■ Instrucciones de la tarea:
Sigue escribiendo el texto sobre quién entra en la UCI durante el Covid-19, a partir de su última frase.

■ Texto de lectura:
##############################

"Admitir un ingreso en la Unidad de Cuidados Intensivos puede implicar denegárselo a alguien que puede beneficiarse más, de forma que hay que evitar el criterio de primero en llegar, primero en ingresar". Así reza literalmente un documento elaborado por el grupo de Trabajo de Bioética de la Sociedad Española de Medicina Intensiva, Crítica y Unidades Coronarias (Semicyuc) y consensuado con la Sociedad Española de Medicina Interna (SEMI). Se trata de unificar la gestión de los recursos en la lucha contra ese virus con forma de corona que nació en Wuhan.

En un contexto sanitario como el actual, con recursos limitados y a punto del colapso, estas dos sociedades médicas han determinado unas pautas éticas para que internistas e intensivistas sepan a qué atenerse cuando, en el ejercicio de sus funciones, se vean obligados a tomar decisiones que impliquen cierta angustia personal.

La primera de las recomendaciones es que ante patologías críticas diferentes a las provocadas por el Covid- 19 el ingreso en la UCI debe hacerse en base a priorizar a quien más se beneficie. Es, sin duda, una decisión difícil de tomar siempre, pero en esta situación tal vez más porque con ella ciertos colectivos quedan inevitablemente condenados, el de los mayores, por ejemplo, o el de los que presentan situaciones de fracaso multiorgánico o fragilidad avanzada por citar algunos.

##############################

■ Extracto de registros:
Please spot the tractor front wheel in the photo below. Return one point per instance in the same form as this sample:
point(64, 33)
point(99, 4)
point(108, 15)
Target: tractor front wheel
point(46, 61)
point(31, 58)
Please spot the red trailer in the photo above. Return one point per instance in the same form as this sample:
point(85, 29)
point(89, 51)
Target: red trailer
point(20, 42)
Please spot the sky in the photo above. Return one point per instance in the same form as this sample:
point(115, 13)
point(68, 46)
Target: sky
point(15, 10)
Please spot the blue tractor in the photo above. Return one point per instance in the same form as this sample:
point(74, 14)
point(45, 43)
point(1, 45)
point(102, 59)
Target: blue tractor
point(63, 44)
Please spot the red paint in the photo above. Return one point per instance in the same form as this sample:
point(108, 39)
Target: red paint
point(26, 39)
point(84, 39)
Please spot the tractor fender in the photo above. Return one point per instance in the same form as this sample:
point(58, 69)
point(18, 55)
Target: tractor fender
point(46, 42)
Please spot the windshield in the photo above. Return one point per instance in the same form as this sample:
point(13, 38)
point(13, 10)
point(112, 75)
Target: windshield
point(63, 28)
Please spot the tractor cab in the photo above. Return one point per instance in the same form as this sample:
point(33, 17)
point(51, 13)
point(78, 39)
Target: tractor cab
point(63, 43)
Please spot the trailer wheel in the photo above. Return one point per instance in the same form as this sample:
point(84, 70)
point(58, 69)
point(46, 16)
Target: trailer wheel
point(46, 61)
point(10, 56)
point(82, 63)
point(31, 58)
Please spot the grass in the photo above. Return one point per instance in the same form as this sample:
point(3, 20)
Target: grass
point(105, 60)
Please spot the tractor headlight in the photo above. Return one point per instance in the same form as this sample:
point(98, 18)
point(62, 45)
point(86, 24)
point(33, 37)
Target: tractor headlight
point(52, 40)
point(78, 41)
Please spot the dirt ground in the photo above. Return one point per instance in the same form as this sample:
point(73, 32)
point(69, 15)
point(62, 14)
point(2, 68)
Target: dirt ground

##############################

■ Resultado del ejercicio:
Puedo imaginar el dilema moral que plantea la elección, pero el documento es diáfano, tan claro que incluso hace hincapié en estudiar especialmente el ingreso de personas con "expectativas de vida de menos de dos años". En resumen, de lo que se trata es de valorar una serie de factores que no tienen nada que ver con los estrictamente terapéuticos, algunos concretos como la edad o el número de personas a su cargo y otros tan abstractos como el valor social del paciente, pero, en cualquier caso, con el fin de que los profesionales sepan a quién ingresar en la UCI y a quién no cuando tengan que elegir. Son medidas extremadamente duras, pero con los hospitales convertidos en trincheras están justificadas.

Son las diez de la noche. Estoy en el salón. Desde la tele el presidente de la nación llama, una vez más, a la responsabilidad de los ciudadanos. Lo peor está por llegar, pero juntos venceremos, oigo que dice con voz firme. Habla de cifras, de picos, de curvas, de contagios. La verdad es que mucho han cambiado las cosas desde que el pasado día 14 el Gobierno declarara el Estado de Alarma. Nos creíamos seguros dentro de nuestros formidables refugios, pero lo cierto es que un par de estornudos en algún lugar del planeta ha bastado para echarlos abajo y en un abrir y cerrar de ojos las rutinas que creíamos inamovibles han desaparecido por completo de nuestras vidas. Incluso los propios dioses han cambiado.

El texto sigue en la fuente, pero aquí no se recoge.